Material supplied:
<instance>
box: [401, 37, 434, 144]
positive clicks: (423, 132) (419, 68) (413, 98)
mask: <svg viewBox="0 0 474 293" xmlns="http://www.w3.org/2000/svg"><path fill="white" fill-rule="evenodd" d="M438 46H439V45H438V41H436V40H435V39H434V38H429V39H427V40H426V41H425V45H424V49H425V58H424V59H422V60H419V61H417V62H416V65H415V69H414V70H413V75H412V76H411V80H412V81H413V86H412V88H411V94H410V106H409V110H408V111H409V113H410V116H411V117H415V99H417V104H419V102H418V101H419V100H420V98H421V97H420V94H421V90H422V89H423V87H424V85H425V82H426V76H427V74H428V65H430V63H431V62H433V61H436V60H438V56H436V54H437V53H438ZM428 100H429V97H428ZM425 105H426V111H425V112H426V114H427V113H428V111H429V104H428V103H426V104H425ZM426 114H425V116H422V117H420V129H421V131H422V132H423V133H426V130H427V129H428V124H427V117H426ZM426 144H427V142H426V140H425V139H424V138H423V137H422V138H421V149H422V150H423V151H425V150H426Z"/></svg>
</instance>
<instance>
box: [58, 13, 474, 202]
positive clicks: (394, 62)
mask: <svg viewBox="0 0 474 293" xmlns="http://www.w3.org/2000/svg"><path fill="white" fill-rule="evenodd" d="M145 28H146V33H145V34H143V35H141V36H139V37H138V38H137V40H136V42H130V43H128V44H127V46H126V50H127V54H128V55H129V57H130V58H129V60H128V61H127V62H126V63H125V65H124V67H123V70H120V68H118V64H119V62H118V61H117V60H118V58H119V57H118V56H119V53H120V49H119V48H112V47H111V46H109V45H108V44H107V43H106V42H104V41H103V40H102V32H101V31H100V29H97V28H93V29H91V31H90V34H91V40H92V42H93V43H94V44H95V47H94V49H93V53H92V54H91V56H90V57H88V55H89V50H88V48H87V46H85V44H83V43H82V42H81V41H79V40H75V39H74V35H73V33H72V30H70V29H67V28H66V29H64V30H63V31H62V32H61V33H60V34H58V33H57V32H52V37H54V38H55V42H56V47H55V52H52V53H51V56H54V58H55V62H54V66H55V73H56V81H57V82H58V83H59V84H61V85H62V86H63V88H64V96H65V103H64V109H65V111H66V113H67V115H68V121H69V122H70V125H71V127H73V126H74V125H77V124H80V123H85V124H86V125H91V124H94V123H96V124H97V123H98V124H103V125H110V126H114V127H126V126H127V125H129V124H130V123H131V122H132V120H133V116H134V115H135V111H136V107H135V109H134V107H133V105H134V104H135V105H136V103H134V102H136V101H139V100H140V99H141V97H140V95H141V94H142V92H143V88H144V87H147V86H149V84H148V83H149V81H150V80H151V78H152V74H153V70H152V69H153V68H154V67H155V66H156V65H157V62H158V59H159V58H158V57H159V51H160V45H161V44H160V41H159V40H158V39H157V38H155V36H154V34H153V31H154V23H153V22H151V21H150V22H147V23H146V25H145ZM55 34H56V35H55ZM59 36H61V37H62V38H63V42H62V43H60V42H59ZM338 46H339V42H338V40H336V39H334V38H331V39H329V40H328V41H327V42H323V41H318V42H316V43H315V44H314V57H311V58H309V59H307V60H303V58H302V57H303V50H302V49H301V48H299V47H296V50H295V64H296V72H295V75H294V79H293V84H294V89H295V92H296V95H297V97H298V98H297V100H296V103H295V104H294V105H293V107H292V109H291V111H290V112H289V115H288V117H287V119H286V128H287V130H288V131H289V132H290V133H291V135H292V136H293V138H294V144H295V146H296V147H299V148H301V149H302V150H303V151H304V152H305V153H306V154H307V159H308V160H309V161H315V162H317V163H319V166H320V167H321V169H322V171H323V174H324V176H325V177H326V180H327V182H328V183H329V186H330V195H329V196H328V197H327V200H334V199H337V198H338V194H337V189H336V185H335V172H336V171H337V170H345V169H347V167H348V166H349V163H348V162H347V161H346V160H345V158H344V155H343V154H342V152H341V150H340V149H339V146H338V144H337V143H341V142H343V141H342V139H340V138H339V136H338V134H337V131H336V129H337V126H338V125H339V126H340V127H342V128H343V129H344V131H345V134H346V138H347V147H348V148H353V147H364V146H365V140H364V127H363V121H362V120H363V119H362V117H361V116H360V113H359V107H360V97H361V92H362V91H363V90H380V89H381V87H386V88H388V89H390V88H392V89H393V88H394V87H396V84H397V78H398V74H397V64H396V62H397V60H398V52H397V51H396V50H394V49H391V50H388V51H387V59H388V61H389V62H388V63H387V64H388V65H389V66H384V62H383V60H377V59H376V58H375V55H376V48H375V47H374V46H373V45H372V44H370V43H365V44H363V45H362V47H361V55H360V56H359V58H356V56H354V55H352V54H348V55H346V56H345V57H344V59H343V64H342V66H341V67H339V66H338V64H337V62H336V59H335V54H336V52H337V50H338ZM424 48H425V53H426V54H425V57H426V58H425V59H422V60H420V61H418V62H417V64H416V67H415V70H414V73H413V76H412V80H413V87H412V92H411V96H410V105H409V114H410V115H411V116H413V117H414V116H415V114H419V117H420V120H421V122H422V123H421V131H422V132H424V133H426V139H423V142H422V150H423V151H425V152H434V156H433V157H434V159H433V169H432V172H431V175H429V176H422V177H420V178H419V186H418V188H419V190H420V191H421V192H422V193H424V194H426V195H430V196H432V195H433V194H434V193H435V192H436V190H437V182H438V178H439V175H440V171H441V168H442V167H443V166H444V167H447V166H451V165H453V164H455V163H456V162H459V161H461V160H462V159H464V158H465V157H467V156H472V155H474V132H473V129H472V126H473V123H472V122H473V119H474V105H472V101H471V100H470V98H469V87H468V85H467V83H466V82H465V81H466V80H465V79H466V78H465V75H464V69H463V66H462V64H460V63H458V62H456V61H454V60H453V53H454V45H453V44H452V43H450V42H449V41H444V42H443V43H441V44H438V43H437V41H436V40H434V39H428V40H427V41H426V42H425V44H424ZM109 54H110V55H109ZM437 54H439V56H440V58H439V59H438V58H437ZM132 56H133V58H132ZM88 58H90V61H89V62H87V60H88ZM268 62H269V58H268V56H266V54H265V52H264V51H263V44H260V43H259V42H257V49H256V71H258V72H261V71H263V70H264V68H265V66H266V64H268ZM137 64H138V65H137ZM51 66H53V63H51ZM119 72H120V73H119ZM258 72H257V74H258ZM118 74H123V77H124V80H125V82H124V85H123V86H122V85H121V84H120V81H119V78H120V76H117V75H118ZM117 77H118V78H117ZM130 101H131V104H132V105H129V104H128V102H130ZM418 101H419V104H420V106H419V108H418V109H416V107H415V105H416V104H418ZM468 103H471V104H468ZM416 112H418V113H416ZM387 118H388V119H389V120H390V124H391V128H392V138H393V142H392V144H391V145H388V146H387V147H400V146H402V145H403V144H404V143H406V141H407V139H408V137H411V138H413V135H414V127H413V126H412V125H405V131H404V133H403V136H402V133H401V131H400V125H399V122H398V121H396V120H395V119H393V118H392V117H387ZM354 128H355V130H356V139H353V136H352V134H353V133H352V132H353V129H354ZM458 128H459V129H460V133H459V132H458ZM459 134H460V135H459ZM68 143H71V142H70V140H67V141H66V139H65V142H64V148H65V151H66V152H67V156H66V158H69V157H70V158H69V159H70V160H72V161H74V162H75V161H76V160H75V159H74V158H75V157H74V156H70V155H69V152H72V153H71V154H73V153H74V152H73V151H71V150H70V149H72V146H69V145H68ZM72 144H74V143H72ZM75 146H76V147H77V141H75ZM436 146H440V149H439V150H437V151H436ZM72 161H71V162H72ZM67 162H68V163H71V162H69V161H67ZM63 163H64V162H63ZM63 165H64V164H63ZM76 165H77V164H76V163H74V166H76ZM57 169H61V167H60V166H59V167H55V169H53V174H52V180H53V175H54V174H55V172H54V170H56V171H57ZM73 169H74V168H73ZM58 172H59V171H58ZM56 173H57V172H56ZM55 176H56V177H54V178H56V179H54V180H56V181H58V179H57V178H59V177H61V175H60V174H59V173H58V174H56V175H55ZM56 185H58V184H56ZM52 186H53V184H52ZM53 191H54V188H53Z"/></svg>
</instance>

Task objective: Copy out each line in the preceding records that contains "clicks".

Answer to the exercise:
positive clicks: (423, 132) (419, 68) (413, 98)
positive clicks: (394, 62)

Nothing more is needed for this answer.